• THE REQUEST: Count how many lines in the entries below contain the string "cutting". Case matters, and the reply should be the number alone.

• Location identification items:

---------------

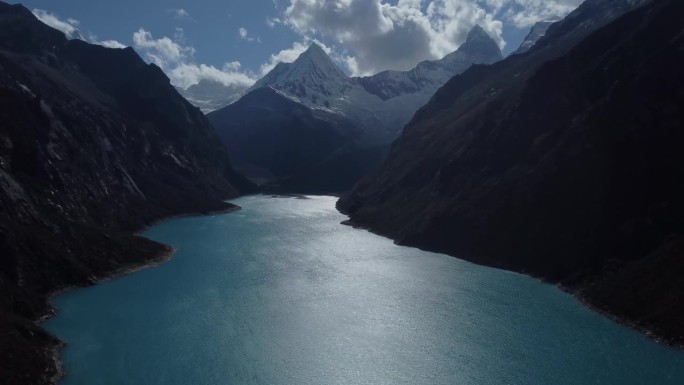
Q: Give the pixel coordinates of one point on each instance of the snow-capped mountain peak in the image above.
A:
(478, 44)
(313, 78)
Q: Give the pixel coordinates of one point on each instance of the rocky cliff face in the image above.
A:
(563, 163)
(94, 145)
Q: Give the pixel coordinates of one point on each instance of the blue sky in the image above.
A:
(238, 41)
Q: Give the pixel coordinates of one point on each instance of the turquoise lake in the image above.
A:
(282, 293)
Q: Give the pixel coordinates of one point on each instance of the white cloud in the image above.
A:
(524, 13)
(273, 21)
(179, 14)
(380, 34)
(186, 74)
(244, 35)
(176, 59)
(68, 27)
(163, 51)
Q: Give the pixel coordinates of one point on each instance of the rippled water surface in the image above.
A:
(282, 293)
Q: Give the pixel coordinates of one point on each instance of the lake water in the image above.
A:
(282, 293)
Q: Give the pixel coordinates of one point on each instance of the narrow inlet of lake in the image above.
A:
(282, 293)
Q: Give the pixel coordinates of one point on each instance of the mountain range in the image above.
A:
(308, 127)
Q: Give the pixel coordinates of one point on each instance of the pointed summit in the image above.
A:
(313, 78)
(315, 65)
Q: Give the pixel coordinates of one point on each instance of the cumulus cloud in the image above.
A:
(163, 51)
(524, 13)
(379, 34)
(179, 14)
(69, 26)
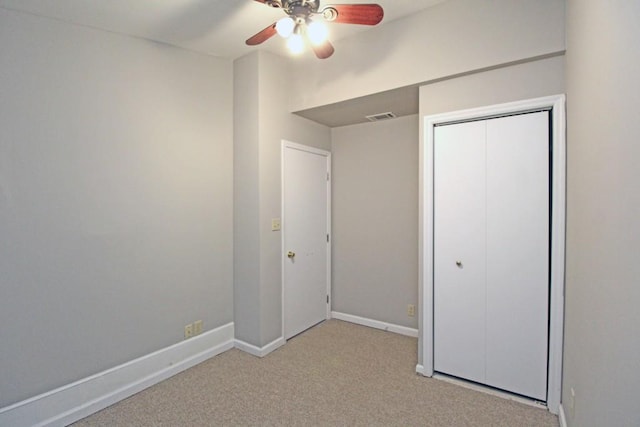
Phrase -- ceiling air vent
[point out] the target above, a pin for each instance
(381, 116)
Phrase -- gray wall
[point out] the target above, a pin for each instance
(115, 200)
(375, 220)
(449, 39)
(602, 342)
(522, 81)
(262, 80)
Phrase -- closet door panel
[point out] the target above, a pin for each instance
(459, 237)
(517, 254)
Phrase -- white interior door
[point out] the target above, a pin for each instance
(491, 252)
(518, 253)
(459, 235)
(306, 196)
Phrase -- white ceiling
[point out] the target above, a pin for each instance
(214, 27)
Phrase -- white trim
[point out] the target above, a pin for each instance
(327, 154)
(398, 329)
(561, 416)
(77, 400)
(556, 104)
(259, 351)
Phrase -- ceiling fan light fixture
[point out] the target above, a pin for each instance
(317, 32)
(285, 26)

---------------

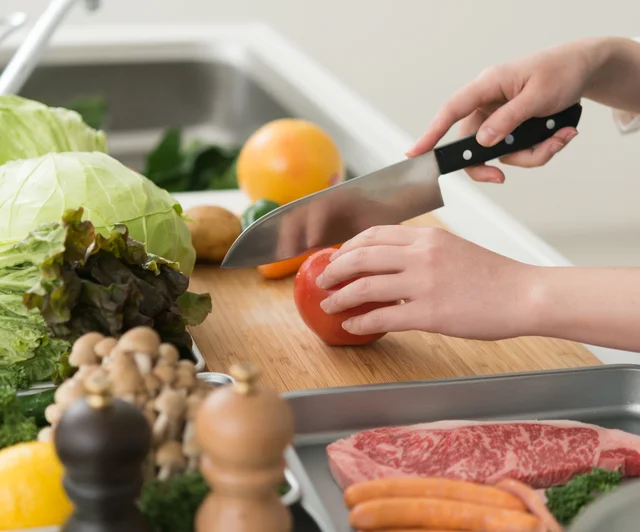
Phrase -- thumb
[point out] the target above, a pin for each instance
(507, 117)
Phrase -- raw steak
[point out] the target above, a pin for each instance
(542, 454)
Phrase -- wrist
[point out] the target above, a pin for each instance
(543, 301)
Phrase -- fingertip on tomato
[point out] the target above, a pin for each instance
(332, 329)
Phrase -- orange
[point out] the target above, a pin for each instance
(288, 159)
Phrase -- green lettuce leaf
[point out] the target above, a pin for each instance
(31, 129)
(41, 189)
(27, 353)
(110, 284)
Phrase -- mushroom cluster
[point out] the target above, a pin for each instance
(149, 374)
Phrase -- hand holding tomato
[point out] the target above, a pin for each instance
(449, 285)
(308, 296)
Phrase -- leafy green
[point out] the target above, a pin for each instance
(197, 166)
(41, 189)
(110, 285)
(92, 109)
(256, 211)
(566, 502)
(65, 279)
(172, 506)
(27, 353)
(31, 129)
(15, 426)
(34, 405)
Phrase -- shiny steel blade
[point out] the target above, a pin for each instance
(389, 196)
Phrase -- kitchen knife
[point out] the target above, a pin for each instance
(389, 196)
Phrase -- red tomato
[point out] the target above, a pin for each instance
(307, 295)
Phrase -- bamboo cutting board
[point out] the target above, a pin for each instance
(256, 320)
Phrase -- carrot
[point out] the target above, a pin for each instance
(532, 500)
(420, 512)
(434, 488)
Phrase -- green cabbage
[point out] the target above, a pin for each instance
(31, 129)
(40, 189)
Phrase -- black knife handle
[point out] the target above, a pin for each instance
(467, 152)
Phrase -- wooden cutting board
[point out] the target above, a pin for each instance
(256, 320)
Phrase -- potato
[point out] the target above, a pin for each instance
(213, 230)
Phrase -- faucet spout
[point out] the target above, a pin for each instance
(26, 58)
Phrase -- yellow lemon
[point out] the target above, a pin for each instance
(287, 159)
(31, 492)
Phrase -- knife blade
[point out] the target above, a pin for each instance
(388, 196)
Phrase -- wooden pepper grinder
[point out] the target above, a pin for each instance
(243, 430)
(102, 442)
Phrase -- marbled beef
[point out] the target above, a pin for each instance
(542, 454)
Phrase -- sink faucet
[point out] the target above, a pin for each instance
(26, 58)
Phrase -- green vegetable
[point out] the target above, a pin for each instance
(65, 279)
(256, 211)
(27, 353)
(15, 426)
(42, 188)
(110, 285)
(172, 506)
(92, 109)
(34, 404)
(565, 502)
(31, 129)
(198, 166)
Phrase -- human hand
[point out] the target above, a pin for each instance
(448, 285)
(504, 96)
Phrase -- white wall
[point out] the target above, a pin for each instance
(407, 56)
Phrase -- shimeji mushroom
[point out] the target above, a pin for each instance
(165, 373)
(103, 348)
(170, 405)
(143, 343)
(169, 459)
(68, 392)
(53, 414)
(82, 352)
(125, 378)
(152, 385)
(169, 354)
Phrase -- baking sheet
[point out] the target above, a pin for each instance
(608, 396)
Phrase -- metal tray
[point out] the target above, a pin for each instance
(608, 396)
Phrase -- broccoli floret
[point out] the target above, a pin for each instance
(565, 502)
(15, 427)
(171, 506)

---------------

• EXERCISE OUTPUT: 2